*Exercise*.
Please reproduce the part of the gpt-oss-120b inference tutorial between "We assume you" and "host the model.", inclusive, with no changes.

*** Text passage Section Begins ***

Inference with gpt-oss-120b using stateful Python code execution¶

In this tutorial, you will learn how to run inference with gpt-oss-120b model using the built-in stateful Python code execution.

We will first reproduce the evaluation results on AIME24 and AIME25 benchmarks (hitting 100% with majority voting!) and then extend this to run arbitrary synthetic data generation with or without Python tool use.

----------------------------------------- aime24 ----------------------------------------
evaluation_mode   | num_entries | avg_tokens | gen_seconds | symbolic_correct | no_answer
pass@1[avg-of-16] | 30          | 13306      | 1645        | 96.46%           | 0.42%
majority@16       | 30          | 13306      | 1645        | 100.00%          | 0.00%
pass@16           | 30          | 13306      | 1645        | 100.00%          | 0.00%

----------------------------------------- aime25 ----------------------------------------
evaluation_mode   | num_entries | avg_tokens | gen_seconds | symbolic_correct | no_answer
pass@1[avg-of-16] | 30          | 14463      | 1717        | 96.67%           | 0.83%
majority@16       | 30          | 14463      | 1717        | 100.00%          | 0.00%
pass@16           | 30          | 14463      | 1717        | 100.00%          | 0.00%

Note

If you're not familiar with NeMo-Skills, we recommend that you start by reading through our Getting Started tutorial.

We assume you have /workspace mount defined in your cluster config. You can run either locally or on Slurm as long as you have enough GPUs to host the model.

Prepare evaluation data¶

Let's prepare evaluation data for aime24 and aime25 benchmarks.

*** Text passage Section Ends ***
*** Data to examine Section Begins ***

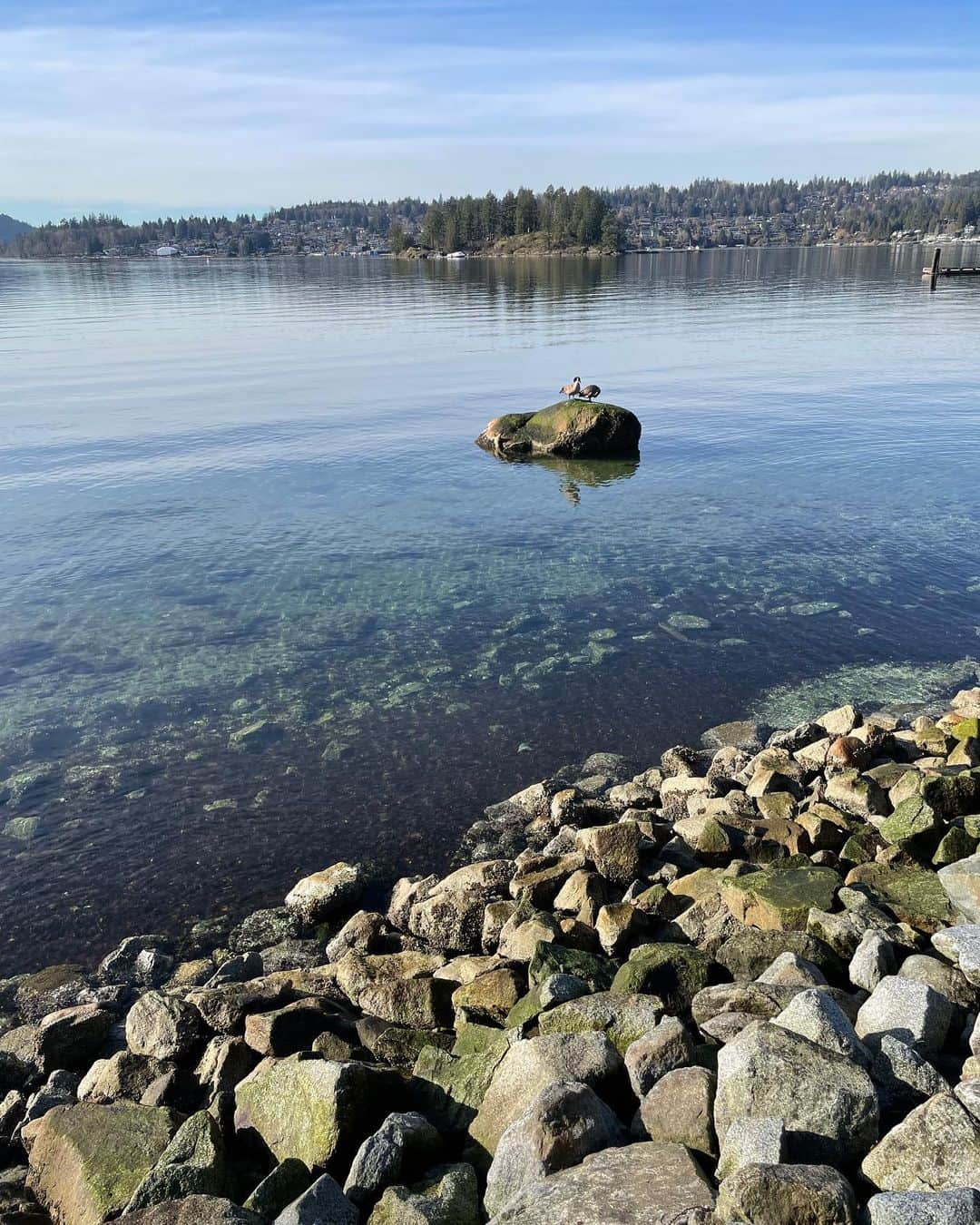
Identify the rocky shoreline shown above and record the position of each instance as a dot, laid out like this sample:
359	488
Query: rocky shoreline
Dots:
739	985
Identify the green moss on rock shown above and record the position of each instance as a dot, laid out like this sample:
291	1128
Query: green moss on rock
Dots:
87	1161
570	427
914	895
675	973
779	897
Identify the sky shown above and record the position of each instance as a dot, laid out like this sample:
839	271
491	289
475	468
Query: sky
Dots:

*** Data to examine Section Ends ***
*** Data to examine Section Begins ***

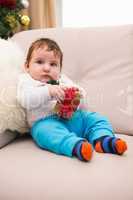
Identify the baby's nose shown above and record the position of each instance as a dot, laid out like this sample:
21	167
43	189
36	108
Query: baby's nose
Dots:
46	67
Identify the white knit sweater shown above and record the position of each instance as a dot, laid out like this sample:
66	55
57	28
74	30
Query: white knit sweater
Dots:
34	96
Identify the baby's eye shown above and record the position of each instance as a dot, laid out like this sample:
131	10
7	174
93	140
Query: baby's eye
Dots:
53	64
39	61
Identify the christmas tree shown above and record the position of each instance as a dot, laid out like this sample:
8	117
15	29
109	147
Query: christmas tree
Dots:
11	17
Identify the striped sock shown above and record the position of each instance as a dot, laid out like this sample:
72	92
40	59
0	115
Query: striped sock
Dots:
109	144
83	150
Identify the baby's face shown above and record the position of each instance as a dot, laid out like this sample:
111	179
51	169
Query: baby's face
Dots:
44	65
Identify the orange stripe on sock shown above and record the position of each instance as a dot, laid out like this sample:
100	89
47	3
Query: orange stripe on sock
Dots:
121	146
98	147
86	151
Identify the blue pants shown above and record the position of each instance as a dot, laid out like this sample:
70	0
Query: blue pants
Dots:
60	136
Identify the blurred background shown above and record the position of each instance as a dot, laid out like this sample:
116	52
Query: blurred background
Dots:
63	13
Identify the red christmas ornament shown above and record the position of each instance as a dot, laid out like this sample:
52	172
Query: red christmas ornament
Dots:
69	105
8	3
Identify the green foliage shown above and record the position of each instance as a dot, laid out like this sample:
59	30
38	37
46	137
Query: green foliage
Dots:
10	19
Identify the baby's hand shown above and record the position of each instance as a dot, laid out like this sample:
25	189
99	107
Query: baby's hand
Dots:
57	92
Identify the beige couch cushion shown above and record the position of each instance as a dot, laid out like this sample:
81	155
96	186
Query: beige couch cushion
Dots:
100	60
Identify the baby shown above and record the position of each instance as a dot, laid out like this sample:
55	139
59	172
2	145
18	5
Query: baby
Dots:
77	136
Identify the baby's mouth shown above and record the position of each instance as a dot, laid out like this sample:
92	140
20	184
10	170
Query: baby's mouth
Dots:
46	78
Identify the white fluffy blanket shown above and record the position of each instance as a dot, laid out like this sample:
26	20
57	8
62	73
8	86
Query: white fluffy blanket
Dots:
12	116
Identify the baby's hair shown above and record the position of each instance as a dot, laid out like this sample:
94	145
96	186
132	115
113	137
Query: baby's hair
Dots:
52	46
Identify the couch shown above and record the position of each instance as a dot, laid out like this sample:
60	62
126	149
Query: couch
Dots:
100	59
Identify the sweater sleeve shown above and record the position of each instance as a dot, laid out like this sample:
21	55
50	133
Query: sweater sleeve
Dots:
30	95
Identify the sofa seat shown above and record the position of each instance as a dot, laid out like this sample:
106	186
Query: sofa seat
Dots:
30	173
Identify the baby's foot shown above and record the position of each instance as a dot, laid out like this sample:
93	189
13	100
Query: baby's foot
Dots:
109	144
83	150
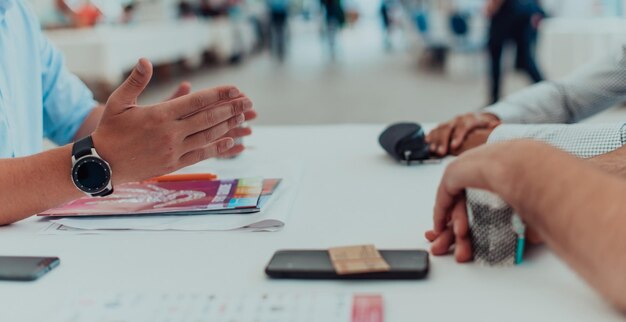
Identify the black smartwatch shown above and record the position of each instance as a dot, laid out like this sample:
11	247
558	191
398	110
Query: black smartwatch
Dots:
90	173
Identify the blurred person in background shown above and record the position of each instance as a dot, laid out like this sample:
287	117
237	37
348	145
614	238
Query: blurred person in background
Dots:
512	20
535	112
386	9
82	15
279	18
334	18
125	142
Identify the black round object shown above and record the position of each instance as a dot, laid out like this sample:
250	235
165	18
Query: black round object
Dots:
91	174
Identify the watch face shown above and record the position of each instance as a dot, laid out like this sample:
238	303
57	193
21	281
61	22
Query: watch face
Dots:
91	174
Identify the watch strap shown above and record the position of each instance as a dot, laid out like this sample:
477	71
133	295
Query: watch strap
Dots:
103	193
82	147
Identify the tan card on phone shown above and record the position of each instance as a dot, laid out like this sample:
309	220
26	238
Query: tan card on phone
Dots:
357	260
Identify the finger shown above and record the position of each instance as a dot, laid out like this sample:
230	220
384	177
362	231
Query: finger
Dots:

*** Data to examine Section Ends ***

*Answer to the problem*.
We assume you have /workspace mount defined in your cluster config. You can run either locally or on Slurm as long as you have enough GPUs to host the model.